Segment Start: Records shown

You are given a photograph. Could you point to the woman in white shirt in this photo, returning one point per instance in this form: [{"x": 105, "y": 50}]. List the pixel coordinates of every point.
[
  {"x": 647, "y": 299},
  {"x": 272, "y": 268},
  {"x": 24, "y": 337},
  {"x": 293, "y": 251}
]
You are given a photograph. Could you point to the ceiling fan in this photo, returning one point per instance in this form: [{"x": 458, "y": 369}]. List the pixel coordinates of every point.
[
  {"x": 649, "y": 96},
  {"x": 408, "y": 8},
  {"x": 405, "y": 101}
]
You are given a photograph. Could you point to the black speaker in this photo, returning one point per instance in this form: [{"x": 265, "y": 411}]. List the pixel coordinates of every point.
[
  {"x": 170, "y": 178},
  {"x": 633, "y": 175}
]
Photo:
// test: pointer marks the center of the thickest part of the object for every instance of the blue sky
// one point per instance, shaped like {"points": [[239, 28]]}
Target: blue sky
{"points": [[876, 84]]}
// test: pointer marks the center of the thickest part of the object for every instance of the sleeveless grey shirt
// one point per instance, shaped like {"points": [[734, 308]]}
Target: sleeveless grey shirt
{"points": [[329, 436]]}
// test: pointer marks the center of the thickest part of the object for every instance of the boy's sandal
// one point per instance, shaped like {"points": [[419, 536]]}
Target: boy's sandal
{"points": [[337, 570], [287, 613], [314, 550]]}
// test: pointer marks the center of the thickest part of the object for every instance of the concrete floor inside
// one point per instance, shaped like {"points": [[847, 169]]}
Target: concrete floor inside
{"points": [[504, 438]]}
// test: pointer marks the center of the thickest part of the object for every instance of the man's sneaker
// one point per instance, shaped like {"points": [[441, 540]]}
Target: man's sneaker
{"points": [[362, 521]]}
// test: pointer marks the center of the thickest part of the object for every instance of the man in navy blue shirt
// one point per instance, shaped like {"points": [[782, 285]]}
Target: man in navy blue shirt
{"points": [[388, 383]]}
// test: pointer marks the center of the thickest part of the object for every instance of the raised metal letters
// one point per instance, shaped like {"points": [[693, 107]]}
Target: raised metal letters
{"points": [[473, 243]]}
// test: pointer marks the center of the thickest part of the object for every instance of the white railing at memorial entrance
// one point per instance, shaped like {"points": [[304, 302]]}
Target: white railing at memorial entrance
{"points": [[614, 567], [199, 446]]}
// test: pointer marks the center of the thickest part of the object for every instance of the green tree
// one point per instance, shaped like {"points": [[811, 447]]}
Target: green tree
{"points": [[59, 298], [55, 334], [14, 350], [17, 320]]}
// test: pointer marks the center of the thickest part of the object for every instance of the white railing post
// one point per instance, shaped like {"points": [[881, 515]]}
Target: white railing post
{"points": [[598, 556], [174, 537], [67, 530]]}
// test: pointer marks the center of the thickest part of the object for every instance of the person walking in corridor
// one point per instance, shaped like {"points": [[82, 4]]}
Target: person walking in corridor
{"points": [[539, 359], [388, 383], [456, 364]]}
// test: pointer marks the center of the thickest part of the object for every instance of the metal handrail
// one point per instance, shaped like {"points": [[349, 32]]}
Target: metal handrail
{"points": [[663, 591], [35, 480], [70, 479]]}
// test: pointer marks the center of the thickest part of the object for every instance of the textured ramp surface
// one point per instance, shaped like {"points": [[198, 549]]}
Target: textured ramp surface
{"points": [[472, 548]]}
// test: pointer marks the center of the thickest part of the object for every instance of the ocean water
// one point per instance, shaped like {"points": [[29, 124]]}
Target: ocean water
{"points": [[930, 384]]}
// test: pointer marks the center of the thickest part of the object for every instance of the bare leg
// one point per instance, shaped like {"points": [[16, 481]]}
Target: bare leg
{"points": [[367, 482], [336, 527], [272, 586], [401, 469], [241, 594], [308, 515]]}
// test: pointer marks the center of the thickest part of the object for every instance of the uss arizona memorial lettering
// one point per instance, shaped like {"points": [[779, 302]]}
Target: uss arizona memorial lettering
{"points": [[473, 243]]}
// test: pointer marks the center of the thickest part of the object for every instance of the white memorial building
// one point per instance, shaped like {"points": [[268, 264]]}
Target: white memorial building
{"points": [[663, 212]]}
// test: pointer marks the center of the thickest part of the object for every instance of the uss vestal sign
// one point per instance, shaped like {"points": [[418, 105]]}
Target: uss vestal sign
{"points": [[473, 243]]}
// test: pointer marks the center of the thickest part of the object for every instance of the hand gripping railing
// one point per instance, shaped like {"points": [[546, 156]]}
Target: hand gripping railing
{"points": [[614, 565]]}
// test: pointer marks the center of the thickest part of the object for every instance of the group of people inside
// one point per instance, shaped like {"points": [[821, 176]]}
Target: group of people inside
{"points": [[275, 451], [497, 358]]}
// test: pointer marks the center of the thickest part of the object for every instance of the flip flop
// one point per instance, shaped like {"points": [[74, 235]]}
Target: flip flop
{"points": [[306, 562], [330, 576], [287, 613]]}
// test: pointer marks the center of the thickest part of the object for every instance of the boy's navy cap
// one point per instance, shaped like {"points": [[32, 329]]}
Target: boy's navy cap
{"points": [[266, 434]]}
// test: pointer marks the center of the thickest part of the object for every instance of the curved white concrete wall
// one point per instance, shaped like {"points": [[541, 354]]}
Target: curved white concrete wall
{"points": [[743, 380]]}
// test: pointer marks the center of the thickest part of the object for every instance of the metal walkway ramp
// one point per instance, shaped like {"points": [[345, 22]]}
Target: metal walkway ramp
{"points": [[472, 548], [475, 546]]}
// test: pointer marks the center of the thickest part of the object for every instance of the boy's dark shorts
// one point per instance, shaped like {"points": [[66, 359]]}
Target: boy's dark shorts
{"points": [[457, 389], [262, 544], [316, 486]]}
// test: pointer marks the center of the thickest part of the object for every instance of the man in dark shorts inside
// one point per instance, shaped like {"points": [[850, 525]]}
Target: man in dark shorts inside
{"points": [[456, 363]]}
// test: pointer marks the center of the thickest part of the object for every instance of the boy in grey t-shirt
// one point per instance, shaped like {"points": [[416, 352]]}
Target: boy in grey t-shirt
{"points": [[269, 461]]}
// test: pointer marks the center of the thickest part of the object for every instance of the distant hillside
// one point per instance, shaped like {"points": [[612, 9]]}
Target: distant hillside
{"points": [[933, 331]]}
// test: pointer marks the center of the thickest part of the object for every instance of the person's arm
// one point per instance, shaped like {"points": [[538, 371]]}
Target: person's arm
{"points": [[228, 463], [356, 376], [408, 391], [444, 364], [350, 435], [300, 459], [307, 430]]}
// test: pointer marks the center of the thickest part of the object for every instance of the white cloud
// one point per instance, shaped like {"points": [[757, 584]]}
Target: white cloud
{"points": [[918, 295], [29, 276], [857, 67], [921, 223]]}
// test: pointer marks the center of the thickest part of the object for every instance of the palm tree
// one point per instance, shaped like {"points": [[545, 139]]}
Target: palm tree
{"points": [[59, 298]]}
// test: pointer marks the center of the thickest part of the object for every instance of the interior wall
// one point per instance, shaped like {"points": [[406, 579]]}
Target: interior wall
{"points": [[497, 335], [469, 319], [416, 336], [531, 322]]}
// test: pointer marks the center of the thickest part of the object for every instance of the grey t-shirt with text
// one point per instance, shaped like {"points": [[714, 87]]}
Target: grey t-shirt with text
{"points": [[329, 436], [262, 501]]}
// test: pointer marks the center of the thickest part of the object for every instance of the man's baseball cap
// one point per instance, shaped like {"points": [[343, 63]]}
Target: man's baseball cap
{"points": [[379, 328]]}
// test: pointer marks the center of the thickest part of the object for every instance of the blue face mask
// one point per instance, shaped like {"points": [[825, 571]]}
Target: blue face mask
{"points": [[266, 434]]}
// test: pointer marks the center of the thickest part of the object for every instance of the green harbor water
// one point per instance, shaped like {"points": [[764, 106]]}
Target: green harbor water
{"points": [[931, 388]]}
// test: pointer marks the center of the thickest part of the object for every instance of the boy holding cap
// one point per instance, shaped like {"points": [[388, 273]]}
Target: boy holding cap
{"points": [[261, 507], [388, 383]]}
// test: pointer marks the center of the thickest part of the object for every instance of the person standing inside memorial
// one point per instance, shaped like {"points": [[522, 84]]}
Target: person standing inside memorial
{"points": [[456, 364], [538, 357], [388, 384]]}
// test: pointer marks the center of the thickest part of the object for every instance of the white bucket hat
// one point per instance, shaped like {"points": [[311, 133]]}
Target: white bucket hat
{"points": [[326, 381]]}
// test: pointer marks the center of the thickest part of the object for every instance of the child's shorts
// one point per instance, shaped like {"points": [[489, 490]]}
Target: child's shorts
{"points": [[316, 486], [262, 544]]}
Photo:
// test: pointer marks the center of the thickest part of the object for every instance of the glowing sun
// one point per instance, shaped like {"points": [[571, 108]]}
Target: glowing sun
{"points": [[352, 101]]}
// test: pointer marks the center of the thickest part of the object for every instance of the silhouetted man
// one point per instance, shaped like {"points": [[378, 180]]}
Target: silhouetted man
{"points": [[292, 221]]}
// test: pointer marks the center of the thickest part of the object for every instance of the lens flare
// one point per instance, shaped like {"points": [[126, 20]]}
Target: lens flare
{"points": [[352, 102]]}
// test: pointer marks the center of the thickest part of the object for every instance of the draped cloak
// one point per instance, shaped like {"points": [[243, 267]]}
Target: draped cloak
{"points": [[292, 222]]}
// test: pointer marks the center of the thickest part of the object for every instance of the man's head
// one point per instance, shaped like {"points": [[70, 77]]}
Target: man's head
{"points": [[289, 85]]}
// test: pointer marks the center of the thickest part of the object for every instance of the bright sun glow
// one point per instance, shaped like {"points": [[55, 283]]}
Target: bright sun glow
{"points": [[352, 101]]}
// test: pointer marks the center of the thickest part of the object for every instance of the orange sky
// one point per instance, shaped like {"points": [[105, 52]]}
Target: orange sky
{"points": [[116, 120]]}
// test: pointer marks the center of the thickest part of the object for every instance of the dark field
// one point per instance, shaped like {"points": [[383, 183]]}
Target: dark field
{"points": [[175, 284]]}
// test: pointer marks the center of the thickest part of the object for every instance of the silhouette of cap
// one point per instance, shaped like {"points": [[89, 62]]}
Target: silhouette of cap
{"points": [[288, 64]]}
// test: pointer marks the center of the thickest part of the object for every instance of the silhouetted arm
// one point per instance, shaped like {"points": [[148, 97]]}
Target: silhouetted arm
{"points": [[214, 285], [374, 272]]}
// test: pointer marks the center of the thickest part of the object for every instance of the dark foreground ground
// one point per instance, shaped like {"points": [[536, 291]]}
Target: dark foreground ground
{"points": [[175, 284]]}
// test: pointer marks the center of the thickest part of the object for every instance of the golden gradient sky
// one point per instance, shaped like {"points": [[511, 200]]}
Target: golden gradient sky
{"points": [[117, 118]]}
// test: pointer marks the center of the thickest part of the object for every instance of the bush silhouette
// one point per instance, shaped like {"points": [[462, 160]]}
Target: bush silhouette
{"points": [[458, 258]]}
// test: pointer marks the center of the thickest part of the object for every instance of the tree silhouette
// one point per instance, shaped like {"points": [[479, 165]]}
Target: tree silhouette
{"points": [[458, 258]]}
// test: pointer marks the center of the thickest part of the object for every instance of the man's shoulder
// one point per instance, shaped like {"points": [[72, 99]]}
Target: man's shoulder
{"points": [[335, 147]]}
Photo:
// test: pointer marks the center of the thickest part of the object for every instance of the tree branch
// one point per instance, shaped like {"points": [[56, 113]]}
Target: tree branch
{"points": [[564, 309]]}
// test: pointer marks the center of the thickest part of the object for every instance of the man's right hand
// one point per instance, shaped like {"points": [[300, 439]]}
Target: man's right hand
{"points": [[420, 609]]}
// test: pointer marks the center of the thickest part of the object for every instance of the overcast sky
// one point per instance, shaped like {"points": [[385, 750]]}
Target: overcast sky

Segment End: Records shown

Task statement »
From the entries above, copy each line holding "overcast".

Output for this exercise »
// test: pointer marks the center of the thickest part of the object for every instance of the overcast sky
Target: overcast sky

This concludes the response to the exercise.